- _SHORT PROBLEM_
Please repeat all of the lines that follow, exactly as written.

- _INPUT FOR THIS TASK_
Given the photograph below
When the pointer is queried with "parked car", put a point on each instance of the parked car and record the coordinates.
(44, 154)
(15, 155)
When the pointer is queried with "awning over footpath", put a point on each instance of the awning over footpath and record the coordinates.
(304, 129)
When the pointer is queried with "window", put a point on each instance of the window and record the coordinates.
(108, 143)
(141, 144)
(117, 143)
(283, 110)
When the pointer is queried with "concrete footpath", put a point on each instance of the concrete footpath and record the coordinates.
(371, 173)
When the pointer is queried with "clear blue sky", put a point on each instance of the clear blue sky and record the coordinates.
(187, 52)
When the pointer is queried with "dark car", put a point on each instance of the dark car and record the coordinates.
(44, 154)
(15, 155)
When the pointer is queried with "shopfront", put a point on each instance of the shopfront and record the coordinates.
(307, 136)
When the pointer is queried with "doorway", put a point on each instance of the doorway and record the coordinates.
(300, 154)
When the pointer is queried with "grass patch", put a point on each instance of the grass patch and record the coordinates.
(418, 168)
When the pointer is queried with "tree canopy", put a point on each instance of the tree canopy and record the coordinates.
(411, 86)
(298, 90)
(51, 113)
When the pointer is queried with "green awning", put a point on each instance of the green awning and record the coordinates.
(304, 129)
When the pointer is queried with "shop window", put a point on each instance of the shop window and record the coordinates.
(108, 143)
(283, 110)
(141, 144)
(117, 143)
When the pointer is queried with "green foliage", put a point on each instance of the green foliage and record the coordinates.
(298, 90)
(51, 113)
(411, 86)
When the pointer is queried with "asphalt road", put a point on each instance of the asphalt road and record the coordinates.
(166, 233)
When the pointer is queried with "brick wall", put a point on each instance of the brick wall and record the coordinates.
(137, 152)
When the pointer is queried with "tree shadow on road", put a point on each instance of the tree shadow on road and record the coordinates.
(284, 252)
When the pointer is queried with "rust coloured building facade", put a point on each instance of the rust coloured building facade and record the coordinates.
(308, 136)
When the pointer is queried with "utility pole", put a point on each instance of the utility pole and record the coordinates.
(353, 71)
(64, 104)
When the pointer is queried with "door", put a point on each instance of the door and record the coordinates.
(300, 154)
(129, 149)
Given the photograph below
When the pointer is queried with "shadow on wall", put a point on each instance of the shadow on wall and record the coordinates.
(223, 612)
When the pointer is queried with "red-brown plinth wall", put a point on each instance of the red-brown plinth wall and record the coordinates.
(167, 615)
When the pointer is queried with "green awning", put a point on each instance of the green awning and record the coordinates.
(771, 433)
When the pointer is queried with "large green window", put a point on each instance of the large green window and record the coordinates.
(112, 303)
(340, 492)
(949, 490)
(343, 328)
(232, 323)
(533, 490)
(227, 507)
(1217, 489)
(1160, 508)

- _EXPECTED ANSWER_
Given the photograph below
When the pointer is queried with "parked car", put a point on each instance of the parked car and record the coordinates.
(44, 154)
(15, 155)
When the pointer is queried with "awning over footpath", put a point on each instance of the awning over footpath and record the coordinates.
(304, 129)
When the pointer is queried with "window", put a point on each instance of the window and record the coordinates.
(108, 143)
(141, 144)
(117, 143)
(283, 110)
When the pointer is queried with "concrete footpath", put a point on each instance of the concrete footpath and record the coordinates.
(371, 173)
When the pointer is queried with "clear blue sky", put a point on each instance of the clear blue sky and record the coordinates.
(187, 52)
When the pointer is queried with "dark car", put a point on each instance of the dark car and record the coordinates.
(44, 154)
(15, 155)
When the pointer is queried with "shopfront", put a point on each instance of the shopfront and record the coordinates.
(307, 136)
When the pointer is queried with "doorway", put a point on each instance of the doorway and record the coordinates.
(300, 154)
When the pointer is queried with "grass patch", put a point on each instance of the grass patch and record the coordinates.
(418, 168)
When the pointer is queried with "tree canopy", put a point on each instance of the tree canopy and record the coordinates.
(411, 86)
(298, 90)
(51, 113)
When the pointer is queried with "green awning", put a point on each instance of the green awning and record the coordinates.
(304, 129)
When the pointer is queried with "shop window", put a point on each instance of the shop window and record the coordinates.
(108, 143)
(283, 110)
(141, 144)
(117, 143)
When the pointer is queried with "green foliage", put a point on each instance of the green foliage and record the coordinates.
(298, 90)
(51, 113)
(411, 86)
When the pointer is queried with "asphalt road", put a point on each instance of the asphalt road and record the coordinates.
(166, 233)
When the pointer is queried with "brick wall", put a point on each instance of the brick wall and record the coordinates.
(137, 152)
When the pointer is queried with "tree shadow on road", put a point on each instance of the tree shadow on road and record the coordinates.
(284, 252)
When the pointer is queried with "rust coloured building facade", put a point on each instance of the rust coloured building facade and record the coordinates.
(308, 136)
When the pointer is queried with "utility pole", put a point on each instance of the utility pole and record the coordinates.
(353, 71)
(64, 104)
When the pointer is queried with "door", put a point on each instance of the door and record the coordinates.
(300, 154)
(129, 149)
Given the photograph below
When the pointer is queried with "shadow on wall", put a point on each instance of the shadow on wall and record the coordinates.
(223, 612)
When the pointer is queried with "red-brown plinth wall", put a point on each instance of the red-brown plinth wall and record the coordinates.
(167, 615)
When the pointer is queried with "green awning", put a point on each instance of the green awning and record the coordinates.
(771, 433)
When the pointer is queried with "large green window", put a point on each instance of the large green window and record the coordinates.
(112, 303)
(340, 492)
(949, 490)
(343, 328)
(232, 323)
(533, 490)
(227, 507)
(1217, 489)
(1160, 508)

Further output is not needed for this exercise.